(Items from a dataset)
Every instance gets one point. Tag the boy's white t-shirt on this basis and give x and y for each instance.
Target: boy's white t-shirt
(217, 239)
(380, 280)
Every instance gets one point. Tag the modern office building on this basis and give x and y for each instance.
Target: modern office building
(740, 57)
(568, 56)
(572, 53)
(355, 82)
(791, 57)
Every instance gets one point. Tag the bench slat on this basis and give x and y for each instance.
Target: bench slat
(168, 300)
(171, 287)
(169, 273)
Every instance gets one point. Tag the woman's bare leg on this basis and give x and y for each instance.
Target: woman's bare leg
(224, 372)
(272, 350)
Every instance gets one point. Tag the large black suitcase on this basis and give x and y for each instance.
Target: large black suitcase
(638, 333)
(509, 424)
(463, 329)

#### YOUR GOAL
The records above should be transcribed in full, with no differences.

#### OUTPUT OF THE EXERCISE
Every instance gets one point. Tag the boy's white t-shirt on this basis and give x and y for each instance.
Target: boy's white t-shirt
(217, 239)
(380, 280)
Every instance gets one point. Tag the modern office building on this basis and give x and y for each instance.
Target: modern office building
(740, 57)
(568, 56)
(572, 53)
(355, 82)
(791, 57)
Every instance gets one point. Tag the bench slat on this basis and give x and y for each instance.
Target: bench slat
(168, 300)
(171, 287)
(169, 273)
Every instance gets one point. Tag the woman's bare leg on this basis and give x and y for each instance.
Target: woman's bare leg
(224, 372)
(272, 350)
Every instance gets one point. Tag the large black suitcase on this basis and give x and y for each instance.
Target: large black suitcase
(638, 333)
(509, 424)
(463, 329)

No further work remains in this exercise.